Records of labeled points:

════

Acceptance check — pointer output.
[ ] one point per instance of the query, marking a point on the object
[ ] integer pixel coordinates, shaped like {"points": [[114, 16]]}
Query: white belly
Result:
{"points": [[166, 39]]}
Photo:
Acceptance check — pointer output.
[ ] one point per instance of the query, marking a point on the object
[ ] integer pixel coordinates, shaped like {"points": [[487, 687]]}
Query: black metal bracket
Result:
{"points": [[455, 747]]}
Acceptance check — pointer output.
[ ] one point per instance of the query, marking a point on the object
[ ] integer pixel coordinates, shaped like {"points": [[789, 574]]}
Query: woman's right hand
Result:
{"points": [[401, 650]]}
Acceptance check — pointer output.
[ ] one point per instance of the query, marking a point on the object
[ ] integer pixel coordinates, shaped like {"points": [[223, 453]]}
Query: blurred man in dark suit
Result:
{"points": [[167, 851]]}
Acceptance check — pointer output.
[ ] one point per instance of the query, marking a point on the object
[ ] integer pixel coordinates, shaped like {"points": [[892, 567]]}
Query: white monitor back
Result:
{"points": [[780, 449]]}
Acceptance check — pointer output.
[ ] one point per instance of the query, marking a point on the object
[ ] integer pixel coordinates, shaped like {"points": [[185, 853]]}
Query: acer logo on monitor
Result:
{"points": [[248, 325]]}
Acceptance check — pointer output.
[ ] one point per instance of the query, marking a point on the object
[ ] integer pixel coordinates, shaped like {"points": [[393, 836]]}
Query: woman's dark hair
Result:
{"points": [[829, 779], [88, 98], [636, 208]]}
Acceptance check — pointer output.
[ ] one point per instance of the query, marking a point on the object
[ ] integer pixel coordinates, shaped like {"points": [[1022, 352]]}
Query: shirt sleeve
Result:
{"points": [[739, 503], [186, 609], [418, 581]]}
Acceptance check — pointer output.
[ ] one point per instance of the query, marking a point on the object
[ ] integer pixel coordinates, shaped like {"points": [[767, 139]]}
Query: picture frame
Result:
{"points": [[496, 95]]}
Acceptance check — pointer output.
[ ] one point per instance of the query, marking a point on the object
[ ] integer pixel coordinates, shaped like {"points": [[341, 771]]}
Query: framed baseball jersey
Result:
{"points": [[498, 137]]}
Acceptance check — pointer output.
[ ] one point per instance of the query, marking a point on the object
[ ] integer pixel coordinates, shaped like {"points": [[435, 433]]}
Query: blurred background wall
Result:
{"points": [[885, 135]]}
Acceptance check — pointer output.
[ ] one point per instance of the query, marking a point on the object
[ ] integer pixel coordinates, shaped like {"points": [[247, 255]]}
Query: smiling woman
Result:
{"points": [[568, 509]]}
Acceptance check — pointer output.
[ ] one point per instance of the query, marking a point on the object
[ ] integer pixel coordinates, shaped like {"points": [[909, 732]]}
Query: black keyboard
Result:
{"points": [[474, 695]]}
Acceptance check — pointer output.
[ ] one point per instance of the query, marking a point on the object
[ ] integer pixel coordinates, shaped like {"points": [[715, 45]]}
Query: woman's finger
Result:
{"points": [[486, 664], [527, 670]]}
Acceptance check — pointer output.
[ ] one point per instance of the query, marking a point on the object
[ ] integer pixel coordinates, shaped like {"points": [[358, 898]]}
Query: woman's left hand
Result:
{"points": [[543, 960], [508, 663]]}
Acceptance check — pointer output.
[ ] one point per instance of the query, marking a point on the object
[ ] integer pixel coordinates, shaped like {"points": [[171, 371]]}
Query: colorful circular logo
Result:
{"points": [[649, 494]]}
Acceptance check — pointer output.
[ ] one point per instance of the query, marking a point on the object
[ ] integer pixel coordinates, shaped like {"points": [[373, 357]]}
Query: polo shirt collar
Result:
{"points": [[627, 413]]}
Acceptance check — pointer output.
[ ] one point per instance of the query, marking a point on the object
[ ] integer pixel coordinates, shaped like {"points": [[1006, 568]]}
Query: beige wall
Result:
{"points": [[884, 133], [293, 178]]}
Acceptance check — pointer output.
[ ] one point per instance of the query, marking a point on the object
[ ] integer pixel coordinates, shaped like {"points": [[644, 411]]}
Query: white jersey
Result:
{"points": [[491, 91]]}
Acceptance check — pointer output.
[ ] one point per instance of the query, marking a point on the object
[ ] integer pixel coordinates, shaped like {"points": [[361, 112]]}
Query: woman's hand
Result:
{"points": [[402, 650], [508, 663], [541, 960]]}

════

THE EXERCISE
How many lines in the rows above contain the string "jersey"? Give only the number.

TASK RESULT
2